When data delayed refs are not merged, __btrfs_free_extent() will dec
the pinned as expected, but when they got merged, %pinned bytes only
got inc'd but not dec'd because the delayed ref has been deleted due
to ref_count == 0.

This doesn't happen to tree block ref since tree block ref doesn't
have more than one ref, so ref_mod is either 1 or -1, and tree block
ref gets removed via btrfs_free_tree_block(), which also needs to be
changed.

Based on that, I think we can solve the problem by touching
btrfs_free_tree_block() and data delayed ref instead of head ref.

### SOURCE MATERIAL
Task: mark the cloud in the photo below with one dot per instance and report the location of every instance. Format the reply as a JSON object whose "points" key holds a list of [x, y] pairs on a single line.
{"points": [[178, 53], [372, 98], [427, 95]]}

### STATED EXERCISE 1
Rewrite the stretch of the btrfs delayed-ref passage from "This doesn't happen" through "of head ref.", replacing "ref_mod" with "the modification count".
### STATED EXERCISE 2
Write the next part of the btrfs delayed-ref passage, picking up after its final sentence.

### RIGHT ANSWER 1
This doesn't happen to tree block ref since tree block ref doesn't
have more than one ref, so the modification count is either 1 or -1, and tree block
ref gets removed via btrfs_free_tree_block(), which also needs to be
changed.

Based on that, I think we can solve the problem by touching
btrfs_free_tree_block() and data delayed ref instead of head ref.

### RIGHT ANSWER 2
thanks,
-liubo

> diff --git a/fs/btrfs/delayed-ref.c b/fs/btrfs/delayed-ref.c
> index be70d90dfee5..93ffa898df6d 100644
> --- a/fs/btrfs/delayed-ref.c
> +++ b/fs/btrfs/delayed-ref.c
> @@ -470,7 +470,8 @@ add_delayed_ref_tail_merge(struct btrfs_trans_handle *trans,
>  static noinline void
>  update_existing_head_ref(struct btrfs_delayed_ref_root *delayed_refs,
>  			 struct btrfs_delayed_ref_node *existing,
> -			 struct btrfs_delayed_ref_node *update)
> +			 struct btrfs_delayed_ref_node *update,
> +			 int *old_ref_mod_ret)
>  {
>  	struct btrfs_delayed_ref_head *existing_ref;
>  	struct btrfs_delayed_ref_head *ref;
> @@ -523,6 +524,8 @@ update_existing_head_ref(struct btrfs_delayed_ref_root *delayed_refs,
>  	 * currently, for refs we just added we know we're a-ok.
>  	 */
>  	old_ref_mod = existing_ref->total_ref_mod;
> +	if (old_ref_mod_ret)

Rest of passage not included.